• _Task details_:
Gather every line from the rows below that contains the word "positive", and copy each one out.

=== Information supplied ===

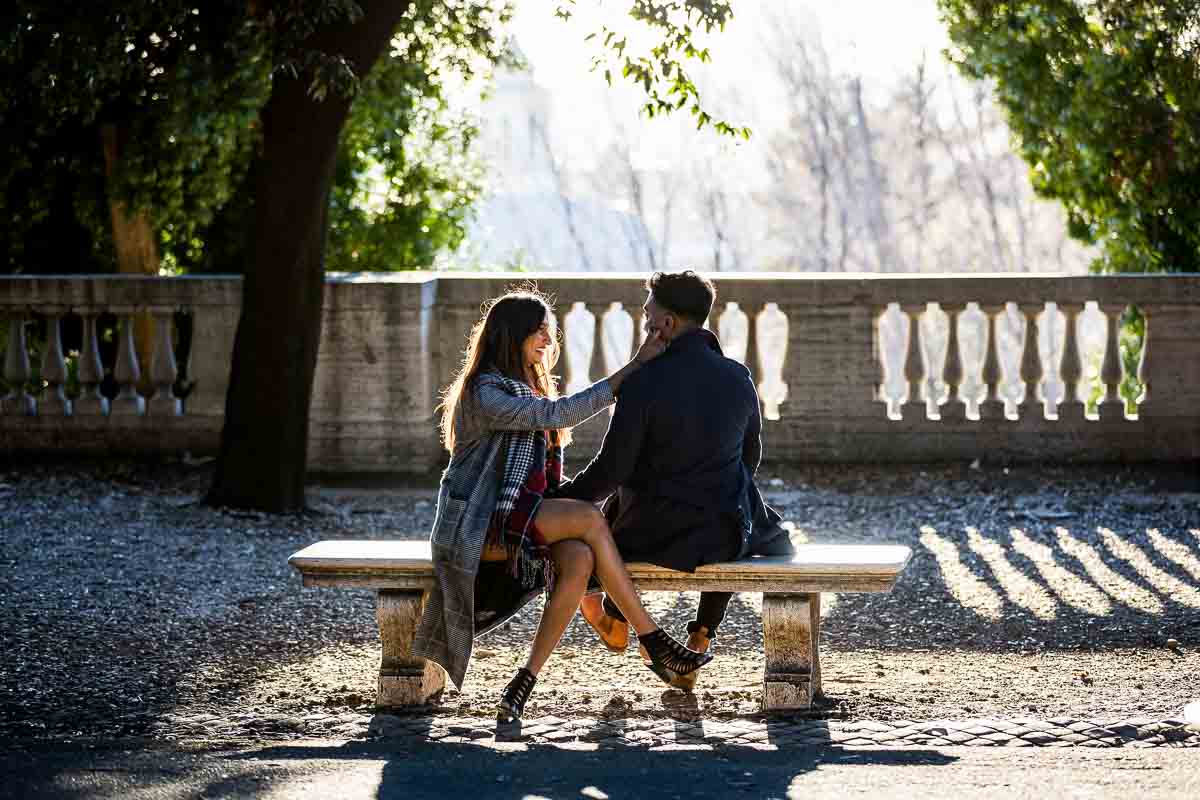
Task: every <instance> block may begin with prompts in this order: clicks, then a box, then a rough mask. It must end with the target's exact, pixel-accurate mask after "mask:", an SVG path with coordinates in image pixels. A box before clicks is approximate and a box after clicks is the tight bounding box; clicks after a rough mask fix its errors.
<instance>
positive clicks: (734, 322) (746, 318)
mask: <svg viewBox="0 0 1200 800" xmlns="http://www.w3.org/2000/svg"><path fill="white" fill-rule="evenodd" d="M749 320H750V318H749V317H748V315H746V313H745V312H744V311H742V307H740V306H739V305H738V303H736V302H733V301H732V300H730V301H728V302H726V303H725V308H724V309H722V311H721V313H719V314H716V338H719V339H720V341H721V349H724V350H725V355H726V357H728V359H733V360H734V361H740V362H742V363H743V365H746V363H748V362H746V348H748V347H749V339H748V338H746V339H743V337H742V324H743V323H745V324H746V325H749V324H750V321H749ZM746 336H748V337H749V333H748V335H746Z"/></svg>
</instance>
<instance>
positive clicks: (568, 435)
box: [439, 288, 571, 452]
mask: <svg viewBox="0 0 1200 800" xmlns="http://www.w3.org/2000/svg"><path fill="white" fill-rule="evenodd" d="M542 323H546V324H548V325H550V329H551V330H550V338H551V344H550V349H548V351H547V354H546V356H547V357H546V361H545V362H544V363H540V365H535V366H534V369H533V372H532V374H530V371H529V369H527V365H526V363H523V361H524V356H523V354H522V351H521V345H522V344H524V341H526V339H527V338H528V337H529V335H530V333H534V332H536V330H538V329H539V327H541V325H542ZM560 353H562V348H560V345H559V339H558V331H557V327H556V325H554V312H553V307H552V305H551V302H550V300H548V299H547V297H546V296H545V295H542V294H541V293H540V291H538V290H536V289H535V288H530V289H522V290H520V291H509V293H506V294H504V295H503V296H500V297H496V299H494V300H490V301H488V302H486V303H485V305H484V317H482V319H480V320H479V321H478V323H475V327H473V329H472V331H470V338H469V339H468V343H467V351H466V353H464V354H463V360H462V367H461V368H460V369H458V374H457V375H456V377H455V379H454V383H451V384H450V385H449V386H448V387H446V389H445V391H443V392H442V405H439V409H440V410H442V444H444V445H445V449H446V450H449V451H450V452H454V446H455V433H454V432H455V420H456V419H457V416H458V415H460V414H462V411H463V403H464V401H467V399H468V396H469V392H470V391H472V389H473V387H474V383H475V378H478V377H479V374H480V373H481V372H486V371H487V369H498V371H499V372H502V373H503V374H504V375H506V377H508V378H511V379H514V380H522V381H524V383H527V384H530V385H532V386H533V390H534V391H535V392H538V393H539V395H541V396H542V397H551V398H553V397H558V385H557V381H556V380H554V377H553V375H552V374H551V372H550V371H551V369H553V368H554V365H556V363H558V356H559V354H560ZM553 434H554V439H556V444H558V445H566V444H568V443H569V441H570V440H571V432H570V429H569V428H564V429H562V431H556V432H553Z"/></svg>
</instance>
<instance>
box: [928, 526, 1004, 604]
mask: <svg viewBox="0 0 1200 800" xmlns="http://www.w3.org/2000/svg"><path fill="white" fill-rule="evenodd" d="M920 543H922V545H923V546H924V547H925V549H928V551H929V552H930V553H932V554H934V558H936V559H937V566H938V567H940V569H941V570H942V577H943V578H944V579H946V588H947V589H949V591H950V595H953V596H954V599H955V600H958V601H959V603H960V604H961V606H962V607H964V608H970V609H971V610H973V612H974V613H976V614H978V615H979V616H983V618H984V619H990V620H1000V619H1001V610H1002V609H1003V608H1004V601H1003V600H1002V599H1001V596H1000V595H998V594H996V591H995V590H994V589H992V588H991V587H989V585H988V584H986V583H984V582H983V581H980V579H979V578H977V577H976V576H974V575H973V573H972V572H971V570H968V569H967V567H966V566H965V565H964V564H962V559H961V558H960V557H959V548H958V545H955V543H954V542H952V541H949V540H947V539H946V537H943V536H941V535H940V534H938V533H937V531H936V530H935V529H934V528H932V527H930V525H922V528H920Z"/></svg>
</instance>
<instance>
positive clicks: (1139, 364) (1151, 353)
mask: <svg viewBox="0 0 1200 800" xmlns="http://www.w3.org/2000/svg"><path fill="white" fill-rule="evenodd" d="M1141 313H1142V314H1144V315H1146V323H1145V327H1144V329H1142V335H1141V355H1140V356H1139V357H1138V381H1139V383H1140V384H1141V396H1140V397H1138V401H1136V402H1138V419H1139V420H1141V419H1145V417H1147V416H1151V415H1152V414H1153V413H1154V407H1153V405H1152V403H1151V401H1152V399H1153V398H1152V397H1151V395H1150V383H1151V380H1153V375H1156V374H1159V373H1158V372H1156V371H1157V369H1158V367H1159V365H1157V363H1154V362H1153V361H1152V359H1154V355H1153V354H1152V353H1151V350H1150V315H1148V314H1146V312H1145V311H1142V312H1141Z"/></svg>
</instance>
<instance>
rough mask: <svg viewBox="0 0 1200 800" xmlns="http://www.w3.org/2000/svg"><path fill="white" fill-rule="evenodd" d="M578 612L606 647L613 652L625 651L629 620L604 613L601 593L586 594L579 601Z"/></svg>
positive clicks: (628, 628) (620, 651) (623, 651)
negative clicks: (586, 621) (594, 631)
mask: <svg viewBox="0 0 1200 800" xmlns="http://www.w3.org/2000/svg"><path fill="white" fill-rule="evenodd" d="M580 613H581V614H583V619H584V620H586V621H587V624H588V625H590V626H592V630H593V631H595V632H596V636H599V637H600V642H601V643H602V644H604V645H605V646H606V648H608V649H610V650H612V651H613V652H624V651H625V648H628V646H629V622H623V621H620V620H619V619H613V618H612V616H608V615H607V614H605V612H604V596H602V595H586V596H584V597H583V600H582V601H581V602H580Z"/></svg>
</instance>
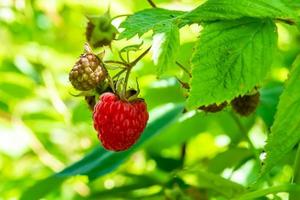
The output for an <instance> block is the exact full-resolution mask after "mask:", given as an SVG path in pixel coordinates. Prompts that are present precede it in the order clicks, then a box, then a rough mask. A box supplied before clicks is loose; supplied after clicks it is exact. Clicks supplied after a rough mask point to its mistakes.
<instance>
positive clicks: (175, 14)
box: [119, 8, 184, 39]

===
=== Information supplied ===

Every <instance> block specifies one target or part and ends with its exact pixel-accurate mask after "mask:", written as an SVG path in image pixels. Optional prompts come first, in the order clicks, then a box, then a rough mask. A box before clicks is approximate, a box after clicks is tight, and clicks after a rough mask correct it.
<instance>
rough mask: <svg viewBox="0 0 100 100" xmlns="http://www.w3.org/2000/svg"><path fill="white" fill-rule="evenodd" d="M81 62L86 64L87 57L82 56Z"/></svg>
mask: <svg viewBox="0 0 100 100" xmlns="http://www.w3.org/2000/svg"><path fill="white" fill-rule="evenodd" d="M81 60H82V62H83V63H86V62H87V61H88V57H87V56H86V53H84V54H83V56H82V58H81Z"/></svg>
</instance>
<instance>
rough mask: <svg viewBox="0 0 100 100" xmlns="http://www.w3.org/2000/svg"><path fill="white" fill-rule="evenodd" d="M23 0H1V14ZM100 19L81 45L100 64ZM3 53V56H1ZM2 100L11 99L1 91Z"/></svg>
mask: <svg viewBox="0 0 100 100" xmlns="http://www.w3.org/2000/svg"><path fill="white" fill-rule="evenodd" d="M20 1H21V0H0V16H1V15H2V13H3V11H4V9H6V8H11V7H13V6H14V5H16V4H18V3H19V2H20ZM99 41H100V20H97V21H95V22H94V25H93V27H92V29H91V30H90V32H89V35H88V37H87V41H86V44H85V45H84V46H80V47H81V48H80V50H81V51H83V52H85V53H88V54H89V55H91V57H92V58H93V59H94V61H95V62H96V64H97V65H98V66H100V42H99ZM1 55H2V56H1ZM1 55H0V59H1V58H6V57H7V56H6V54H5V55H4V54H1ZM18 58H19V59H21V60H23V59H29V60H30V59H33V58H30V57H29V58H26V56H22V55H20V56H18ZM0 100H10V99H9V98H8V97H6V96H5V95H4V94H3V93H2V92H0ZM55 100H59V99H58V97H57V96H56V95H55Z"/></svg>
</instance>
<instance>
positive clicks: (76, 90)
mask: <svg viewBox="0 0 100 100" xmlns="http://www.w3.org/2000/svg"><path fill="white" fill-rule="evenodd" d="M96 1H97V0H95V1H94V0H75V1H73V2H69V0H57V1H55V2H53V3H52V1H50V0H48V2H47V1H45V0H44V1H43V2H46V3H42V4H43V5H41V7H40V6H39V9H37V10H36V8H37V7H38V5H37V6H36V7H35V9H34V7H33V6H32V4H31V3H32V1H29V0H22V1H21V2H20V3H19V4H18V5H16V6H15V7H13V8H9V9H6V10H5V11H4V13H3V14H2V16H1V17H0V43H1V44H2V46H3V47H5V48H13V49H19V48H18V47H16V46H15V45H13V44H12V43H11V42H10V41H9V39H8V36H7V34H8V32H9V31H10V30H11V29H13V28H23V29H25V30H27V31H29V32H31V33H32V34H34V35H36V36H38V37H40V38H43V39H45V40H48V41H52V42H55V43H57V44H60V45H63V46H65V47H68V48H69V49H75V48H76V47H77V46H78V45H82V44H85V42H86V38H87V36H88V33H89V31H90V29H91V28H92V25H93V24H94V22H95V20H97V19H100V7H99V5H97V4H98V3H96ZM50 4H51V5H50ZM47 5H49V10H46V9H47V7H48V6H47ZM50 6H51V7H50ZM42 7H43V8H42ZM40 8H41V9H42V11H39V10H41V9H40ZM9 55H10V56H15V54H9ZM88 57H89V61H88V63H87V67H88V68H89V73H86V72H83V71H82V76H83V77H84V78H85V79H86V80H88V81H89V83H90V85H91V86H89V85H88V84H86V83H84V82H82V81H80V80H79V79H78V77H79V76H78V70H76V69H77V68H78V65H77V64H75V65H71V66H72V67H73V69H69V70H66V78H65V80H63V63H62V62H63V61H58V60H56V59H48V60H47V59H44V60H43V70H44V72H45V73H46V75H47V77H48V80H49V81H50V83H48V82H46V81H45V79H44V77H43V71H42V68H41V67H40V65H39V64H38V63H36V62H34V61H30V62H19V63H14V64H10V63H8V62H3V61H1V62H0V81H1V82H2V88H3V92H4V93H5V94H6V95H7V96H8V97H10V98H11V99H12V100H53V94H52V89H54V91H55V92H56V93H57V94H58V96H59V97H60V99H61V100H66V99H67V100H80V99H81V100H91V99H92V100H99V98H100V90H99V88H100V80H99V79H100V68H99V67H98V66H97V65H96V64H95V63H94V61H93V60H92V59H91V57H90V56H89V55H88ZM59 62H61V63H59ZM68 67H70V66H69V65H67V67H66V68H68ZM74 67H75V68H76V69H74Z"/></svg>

===
=== Information supplied ===

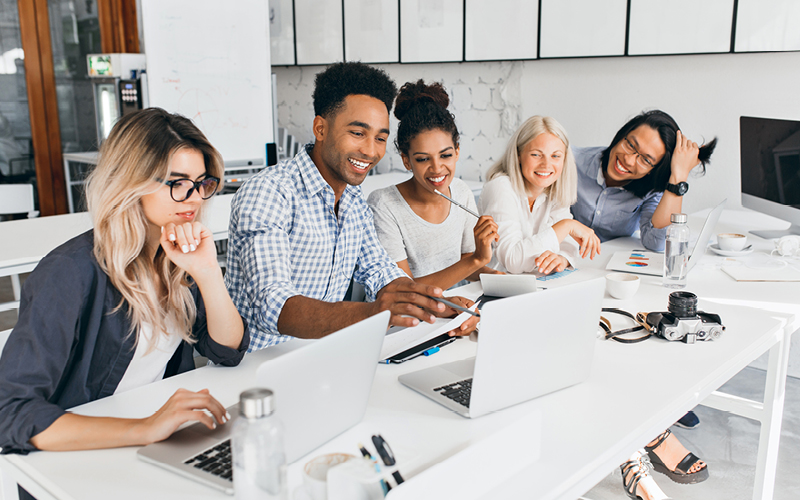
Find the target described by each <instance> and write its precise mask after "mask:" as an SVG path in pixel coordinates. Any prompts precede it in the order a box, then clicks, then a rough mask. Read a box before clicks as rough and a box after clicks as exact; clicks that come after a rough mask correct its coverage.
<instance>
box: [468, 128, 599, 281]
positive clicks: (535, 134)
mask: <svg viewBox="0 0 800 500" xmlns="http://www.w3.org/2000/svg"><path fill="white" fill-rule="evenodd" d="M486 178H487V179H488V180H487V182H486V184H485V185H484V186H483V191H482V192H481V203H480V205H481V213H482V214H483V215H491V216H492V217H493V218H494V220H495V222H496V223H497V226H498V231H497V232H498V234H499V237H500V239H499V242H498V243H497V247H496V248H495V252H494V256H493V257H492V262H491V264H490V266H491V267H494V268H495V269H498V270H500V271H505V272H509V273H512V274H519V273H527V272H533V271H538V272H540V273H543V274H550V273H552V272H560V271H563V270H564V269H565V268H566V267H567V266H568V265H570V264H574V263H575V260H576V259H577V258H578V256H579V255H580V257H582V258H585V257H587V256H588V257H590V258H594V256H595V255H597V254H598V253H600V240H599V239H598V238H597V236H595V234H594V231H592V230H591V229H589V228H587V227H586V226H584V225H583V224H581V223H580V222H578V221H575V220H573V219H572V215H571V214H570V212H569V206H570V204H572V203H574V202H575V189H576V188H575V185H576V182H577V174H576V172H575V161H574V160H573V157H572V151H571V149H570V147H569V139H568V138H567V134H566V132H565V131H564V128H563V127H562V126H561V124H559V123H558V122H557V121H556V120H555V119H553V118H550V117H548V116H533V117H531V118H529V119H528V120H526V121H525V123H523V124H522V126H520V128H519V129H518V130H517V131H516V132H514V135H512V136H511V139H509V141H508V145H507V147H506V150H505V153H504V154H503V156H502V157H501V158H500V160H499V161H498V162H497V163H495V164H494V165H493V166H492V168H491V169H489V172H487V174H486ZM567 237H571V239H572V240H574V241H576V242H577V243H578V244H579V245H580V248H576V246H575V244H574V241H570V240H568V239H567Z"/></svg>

===

• _Finished exercise_:
positive clicks: (734, 322) (746, 318)
positive clicks: (568, 435)
positive clicks: (1139, 364) (1151, 353)
positive clicks: (628, 628) (620, 651) (623, 651)
positive clicks: (175, 14)
positive clicks: (76, 90)
positive clicks: (535, 134)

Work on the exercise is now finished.